[Raw data start]

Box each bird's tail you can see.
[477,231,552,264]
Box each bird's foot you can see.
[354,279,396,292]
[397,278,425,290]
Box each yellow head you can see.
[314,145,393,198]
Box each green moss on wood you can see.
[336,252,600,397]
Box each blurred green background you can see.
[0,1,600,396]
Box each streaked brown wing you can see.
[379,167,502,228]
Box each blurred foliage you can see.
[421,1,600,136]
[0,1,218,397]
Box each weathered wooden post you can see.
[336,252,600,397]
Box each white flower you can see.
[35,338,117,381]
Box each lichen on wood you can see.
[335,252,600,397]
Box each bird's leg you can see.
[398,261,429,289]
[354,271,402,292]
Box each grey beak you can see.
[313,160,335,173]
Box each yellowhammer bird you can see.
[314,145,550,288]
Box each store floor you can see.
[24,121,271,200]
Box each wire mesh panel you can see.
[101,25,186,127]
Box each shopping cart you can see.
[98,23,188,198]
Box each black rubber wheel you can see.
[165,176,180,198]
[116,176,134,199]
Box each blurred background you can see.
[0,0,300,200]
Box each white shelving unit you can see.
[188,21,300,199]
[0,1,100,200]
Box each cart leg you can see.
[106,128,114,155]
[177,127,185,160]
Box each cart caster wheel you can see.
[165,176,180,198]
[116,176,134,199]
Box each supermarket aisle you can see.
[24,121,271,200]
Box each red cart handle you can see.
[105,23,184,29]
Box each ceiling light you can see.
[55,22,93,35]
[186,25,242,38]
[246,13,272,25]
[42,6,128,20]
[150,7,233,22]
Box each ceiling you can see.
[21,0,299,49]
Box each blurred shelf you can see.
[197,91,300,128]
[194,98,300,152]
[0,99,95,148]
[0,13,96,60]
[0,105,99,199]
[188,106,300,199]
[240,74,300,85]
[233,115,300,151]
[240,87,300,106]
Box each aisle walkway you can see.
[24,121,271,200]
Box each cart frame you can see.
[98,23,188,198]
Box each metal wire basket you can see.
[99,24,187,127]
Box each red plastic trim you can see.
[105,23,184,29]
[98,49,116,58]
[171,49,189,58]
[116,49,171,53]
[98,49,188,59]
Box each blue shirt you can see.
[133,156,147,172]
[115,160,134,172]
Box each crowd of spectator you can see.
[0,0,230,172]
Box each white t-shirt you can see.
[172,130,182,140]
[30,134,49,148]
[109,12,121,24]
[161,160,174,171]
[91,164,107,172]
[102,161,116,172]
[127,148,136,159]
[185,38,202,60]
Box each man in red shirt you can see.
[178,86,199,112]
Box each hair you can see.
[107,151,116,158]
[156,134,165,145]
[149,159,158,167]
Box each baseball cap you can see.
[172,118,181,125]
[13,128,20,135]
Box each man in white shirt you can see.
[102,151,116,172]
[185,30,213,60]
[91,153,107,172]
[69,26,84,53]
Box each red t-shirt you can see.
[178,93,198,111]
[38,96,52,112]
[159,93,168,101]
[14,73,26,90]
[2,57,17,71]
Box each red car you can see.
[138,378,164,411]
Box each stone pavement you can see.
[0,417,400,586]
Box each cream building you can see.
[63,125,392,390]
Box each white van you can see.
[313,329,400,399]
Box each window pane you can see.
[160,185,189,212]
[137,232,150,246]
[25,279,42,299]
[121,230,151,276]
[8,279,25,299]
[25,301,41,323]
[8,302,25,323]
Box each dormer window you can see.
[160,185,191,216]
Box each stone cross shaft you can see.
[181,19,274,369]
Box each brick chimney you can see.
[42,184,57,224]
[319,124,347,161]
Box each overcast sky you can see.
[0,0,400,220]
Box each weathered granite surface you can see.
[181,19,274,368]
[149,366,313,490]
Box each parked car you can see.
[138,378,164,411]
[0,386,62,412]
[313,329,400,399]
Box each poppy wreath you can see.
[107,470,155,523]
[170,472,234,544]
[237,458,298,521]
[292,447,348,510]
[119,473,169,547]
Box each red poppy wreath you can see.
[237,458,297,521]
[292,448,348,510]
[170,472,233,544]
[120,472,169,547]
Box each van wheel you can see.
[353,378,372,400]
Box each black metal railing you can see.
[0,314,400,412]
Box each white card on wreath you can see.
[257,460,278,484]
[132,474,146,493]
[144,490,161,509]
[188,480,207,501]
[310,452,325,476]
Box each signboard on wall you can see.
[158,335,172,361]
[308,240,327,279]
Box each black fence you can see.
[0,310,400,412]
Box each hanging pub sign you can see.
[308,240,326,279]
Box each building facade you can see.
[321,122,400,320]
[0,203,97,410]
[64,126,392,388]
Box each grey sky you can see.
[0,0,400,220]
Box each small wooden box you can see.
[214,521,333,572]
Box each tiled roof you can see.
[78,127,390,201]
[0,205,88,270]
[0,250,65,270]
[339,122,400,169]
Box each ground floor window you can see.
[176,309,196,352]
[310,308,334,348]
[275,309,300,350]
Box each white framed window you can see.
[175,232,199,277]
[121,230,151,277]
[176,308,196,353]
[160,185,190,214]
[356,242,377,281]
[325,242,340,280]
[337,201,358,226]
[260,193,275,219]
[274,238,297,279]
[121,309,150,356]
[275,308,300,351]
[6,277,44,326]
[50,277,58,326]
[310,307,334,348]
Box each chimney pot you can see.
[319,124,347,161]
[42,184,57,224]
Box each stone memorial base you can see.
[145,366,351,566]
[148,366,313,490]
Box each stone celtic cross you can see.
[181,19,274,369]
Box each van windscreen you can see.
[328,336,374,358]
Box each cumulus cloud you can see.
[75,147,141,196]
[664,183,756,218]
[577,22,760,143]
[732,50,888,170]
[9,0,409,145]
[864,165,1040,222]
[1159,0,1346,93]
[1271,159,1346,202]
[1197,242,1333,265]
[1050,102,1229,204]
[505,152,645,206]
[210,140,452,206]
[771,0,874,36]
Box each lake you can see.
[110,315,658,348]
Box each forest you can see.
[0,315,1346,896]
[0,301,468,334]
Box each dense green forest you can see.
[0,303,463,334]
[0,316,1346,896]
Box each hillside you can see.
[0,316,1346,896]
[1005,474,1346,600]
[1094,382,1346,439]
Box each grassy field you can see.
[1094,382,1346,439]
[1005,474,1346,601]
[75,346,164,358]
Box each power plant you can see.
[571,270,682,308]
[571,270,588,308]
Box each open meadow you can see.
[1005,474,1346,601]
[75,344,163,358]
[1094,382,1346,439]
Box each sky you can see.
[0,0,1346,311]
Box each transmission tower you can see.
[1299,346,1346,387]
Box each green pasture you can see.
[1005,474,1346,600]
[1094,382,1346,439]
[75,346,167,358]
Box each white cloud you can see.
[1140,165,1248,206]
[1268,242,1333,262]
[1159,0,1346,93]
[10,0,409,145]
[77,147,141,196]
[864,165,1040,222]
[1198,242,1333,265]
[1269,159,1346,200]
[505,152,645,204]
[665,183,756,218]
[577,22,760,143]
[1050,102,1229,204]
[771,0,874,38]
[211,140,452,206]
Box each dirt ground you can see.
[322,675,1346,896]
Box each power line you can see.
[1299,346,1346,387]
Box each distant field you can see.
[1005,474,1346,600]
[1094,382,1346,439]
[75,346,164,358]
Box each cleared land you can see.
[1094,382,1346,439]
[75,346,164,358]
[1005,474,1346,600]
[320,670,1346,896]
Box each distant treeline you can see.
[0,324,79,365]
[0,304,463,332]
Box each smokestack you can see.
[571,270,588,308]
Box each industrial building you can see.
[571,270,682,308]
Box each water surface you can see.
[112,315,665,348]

[Raw data end]
[Raw data start]

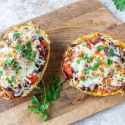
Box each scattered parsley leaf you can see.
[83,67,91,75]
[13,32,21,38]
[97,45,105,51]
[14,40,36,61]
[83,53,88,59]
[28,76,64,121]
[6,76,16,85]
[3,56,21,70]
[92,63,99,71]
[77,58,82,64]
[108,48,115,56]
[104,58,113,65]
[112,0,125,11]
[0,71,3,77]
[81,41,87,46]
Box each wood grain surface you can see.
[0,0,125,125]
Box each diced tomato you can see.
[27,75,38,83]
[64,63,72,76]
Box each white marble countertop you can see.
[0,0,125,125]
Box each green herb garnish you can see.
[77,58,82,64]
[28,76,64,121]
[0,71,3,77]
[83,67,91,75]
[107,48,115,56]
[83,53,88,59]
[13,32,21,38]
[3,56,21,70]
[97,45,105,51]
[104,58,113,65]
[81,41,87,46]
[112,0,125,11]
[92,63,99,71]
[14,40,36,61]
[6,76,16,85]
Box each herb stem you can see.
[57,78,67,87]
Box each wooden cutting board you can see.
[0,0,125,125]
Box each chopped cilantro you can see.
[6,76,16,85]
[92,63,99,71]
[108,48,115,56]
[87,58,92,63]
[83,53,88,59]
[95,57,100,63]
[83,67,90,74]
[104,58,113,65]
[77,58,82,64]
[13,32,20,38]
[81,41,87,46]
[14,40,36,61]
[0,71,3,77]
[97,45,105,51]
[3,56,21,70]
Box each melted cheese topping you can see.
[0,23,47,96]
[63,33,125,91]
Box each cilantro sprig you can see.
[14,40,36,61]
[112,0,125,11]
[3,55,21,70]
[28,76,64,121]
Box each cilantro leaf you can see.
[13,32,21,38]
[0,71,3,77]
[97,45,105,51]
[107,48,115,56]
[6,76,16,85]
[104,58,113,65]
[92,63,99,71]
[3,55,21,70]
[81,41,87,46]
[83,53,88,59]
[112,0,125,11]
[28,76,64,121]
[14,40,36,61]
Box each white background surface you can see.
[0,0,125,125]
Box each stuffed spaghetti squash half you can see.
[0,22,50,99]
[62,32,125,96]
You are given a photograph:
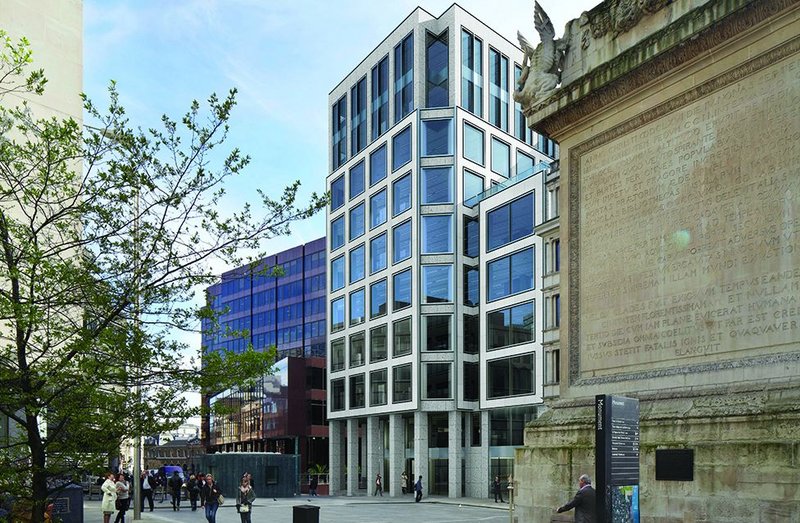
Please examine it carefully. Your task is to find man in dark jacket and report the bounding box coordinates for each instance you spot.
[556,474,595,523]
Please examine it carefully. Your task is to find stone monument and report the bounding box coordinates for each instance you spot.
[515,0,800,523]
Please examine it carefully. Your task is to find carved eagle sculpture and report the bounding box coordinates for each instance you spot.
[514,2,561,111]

[Raw data end]

→ Exercise:
Can you change "Box" to "Outline" in the items from the line with "Box each bird's tail you can see." to the line with "[379,167,502,228]", giving back only those lines with everything else left as it is?

→ Result:
Outline each bird's tail you can see.
[477,231,552,264]
Outline each bird's foot you can see.
[354,279,396,292]
[397,278,425,290]
Outline each yellow head you can see.
[314,145,393,198]
Outline each green moss on wood you can see.
[336,252,600,397]
Outline each blurred green background you can see.
[0,1,600,396]
Outline each streaked brown wing you can see.
[379,167,502,228]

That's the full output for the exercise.